▸ **TASK TO COMPLETE**: Can you edit the rows below so that "flower stem" becomes "plant stalk" and everything else stays the same?

▸ **RECORDS FOR THIS TASK**:

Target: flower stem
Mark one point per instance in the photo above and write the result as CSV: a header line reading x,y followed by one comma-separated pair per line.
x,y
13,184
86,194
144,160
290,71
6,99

▸ **TASK ANSWER**:
Target: plant stalk
Mark one point per instance in the photo above and write the result as CSV: a header line reading x,y followed by one comma-separated pair per line.
x,y
13,184
86,194
144,160
290,71
6,99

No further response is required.